_文档段落_
-*-
土壤微生物介导植物抗盐性机理的研究进展

土壤盐渍化是农业可持续生产面临的严重威胁之一。利用高效、低成本和适应性强的方法对盐渍区进行修复是一个具有挑战性的目标。土壤微生物在调节植物根际环境、调控生长发育和提高系统生产力等方面具有重要作用。近年来,由微生物驱动的植物胁迫耐受性受到了广泛关注。通过识别和利用能与植物相互作用的土壤微生物来减轻盐胁迫,为盐渍区改良提供了一种新策略,也为与胁迫耐受相关新机制的发现开辟了新途径。了解不同微生物介导的胁迫耐受性的潜在生理机制对有效利用这些微生物促进农业可持续生产至关重要,本文从植物养分吸收、渗透平衡、激素水平、抗氧化功能等方面论述了国内外关于土壤微生物介导植物耐盐性的作用机理,评估了目前关于土壤微生物参与调节植物耐盐性相关研究的有益作用和不足之处,提出了未来研究的发展方向。目前通过提高养分及水分吸收效率维持盐胁迫下植物离子稳态,提高生长素的合成、降低乙烯的释放调控植物激素水平是土壤微生物改良植物耐盐性的目标过程,然而单个外源微生物接种时会与土著微生物组竞争,导致许多微生物菌株不能在土壤或植物根系中定殖或存活,致使微生物在大规模农业生产应用中仅取得了有限的成功。未来微生物介导植物抗盐性的研究应突破单一微生物接种的研究方式,进一步在群落水平上阐明植物-微生物的相互作用介导植物抗盐性的机制,解决农业微生物利用的关键问题。
-*-
[收集的数据]

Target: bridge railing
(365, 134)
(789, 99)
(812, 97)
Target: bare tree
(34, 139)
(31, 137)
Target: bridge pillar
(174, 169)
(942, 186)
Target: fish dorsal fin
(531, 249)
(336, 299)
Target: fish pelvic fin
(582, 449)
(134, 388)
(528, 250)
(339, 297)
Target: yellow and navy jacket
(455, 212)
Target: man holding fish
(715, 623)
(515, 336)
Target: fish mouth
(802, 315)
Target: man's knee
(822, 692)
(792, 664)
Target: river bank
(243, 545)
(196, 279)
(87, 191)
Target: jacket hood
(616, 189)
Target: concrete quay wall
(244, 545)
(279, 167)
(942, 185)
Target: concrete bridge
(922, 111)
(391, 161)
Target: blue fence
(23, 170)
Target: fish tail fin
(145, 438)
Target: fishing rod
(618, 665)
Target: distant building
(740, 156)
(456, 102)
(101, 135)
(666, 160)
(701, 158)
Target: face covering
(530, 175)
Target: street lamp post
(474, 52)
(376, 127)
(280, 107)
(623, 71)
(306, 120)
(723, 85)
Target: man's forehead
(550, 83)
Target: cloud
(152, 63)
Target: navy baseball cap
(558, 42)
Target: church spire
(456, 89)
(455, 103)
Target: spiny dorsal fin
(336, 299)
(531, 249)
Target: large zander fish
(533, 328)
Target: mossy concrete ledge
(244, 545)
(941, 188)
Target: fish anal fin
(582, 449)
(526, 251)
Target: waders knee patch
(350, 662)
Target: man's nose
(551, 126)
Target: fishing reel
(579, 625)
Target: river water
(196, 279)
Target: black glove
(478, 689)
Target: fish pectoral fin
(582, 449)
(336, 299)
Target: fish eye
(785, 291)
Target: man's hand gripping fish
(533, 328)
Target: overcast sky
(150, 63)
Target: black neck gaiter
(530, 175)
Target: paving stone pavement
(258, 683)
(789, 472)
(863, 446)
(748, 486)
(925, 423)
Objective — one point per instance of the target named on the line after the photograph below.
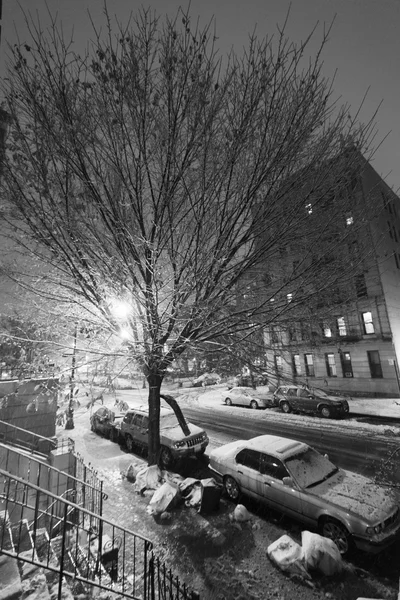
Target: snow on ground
(215, 397)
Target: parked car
(314, 401)
(174, 443)
(244, 397)
(206, 379)
(103, 421)
(295, 479)
(249, 381)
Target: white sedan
(295, 479)
(246, 397)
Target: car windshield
(168, 421)
(319, 392)
(310, 468)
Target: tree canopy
(152, 171)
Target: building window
(346, 364)
(274, 334)
(296, 364)
(330, 365)
(305, 331)
(309, 364)
(361, 286)
(278, 362)
(326, 329)
(367, 323)
(341, 326)
(375, 366)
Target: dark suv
(301, 399)
(174, 444)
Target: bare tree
(153, 172)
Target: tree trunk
(177, 410)
(154, 381)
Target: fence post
(65, 518)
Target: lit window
(367, 323)
(296, 364)
(375, 366)
(330, 365)
(341, 325)
(327, 331)
(309, 364)
(346, 364)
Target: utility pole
(70, 414)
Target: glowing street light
(120, 309)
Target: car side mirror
(288, 481)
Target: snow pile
(315, 554)
(320, 554)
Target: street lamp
(69, 424)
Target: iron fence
(61, 483)
(11, 434)
(82, 549)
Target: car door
(307, 401)
(293, 398)
(282, 497)
(248, 471)
(244, 398)
(140, 425)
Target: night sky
(364, 45)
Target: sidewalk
(382, 407)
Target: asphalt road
(355, 449)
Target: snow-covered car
(249, 381)
(174, 443)
(244, 397)
(206, 379)
(103, 421)
(295, 479)
(310, 400)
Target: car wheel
(166, 458)
(129, 443)
(231, 487)
(335, 531)
(325, 412)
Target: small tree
(152, 171)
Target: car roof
(144, 410)
(278, 446)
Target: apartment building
(355, 348)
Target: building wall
(30, 405)
(379, 207)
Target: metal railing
(87, 552)
(11, 434)
(89, 495)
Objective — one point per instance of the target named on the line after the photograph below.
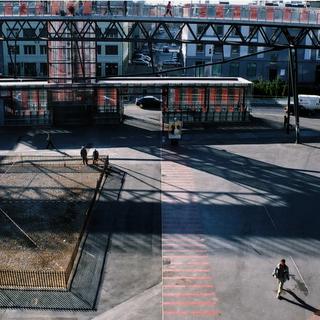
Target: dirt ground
(49, 203)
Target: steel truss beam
(45, 28)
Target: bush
(274, 88)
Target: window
(29, 49)
(29, 33)
(219, 30)
(251, 30)
(200, 48)
(200, 28)
(234, 69)
(252, 50)
(216, 70)
(218, 49)
(274, 57)
(98, 69)
(43, 33)
(199, 71)
(43, 69)
(111, 69)
(112, 33)
(251, 69)
(43, 50)
(235, 50)
(11, 69)
(14, 49)
(30, 69)
(236, 32)
(111, 50)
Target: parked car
(148, 102)
(109, 100)
(141, 56)
(165, 49)
(172, 63)
(141, 62)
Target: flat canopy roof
(130, 82)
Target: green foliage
(274, 88)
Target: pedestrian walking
(125, 8)
(84, 155)
(50, 144)
(168, 9)
(281, 272)
(108, 10)
(95, 156)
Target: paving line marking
(193, 294)
(188, 270)
(193, 313)
(186, 278)
(190, 303)
(186, 285)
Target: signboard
(175, 130)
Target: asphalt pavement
(199, 228)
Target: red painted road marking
(188, 294)
(187, 270)
(187, 278)
(184, 250)
(193, 313)
(189, 303)
(188, 285)
(187, 256)
(176, 263)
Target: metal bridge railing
(215, 11)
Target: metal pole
(293, 75)
(287, 115)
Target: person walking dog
(168, 9)
(281, 272)
(50, 144)
(95, 156)
(84, 155)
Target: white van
(309, 103)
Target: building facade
(259, 65)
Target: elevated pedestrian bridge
(297, 27)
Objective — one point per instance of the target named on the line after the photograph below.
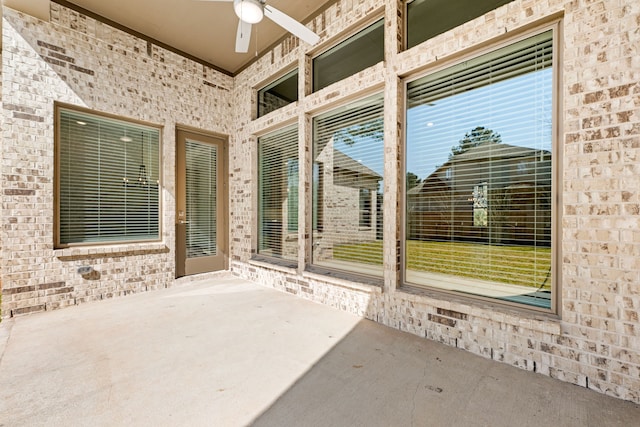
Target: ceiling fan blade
(243, 36)
(291, 25)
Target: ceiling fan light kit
(252, 11)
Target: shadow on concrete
(377, 376)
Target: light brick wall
(594, 340)
(77, 60)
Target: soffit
(205, 30)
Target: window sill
(110, 250)
(284, 266)
(483, 308)
(344, 280)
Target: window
(428, 18)
(365, 207)
(348, 169)
(479, 175)
(107, 179)
(278, 194)
(349, 57)
(282, 92)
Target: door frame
(180, 196)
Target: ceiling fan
(252, 11)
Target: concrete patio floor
(227, 352)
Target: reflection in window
(276, 95)
(108, 178)
(479, 162)
(428, 18)
(278, 194)
(347, 188)
(349, 57)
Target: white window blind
(278, 194)
(108, 178)
(479, 175)
(201, 198)
(348, 171)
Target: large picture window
(278, 194)
(479, 175)
(348, 171)
(107, 179)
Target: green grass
(516, 265)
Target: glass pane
(278, 194)
(349, 57)
(201, 198)
(428, 18)
(348, 172)
(479, 166)
(109, 176)
(282, 92)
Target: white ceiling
(203, 29)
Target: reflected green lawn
(516, 265)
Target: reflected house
(347, 205)
(493, 193)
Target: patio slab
(228, 352)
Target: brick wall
(80, 61)
(593, 339)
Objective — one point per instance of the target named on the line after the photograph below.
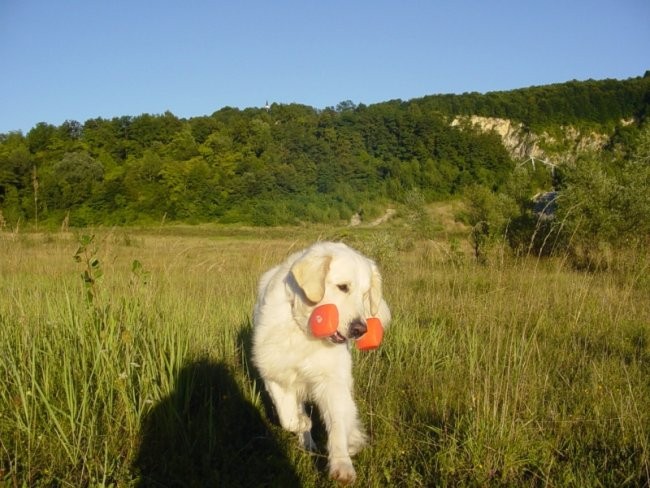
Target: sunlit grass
-*-
_你的任务_
根据关于土壤微生物介导植物抗盐性的这段文字,微生物在大规模农业生产应用中为何仅取得有限的成功? 本题与上面的清单无关。

_完成的任务_
单个外源微生物接种时会与土著微生物组竞争,导致许多微生物菌株不能在土壤或植物根系中定殖或存活。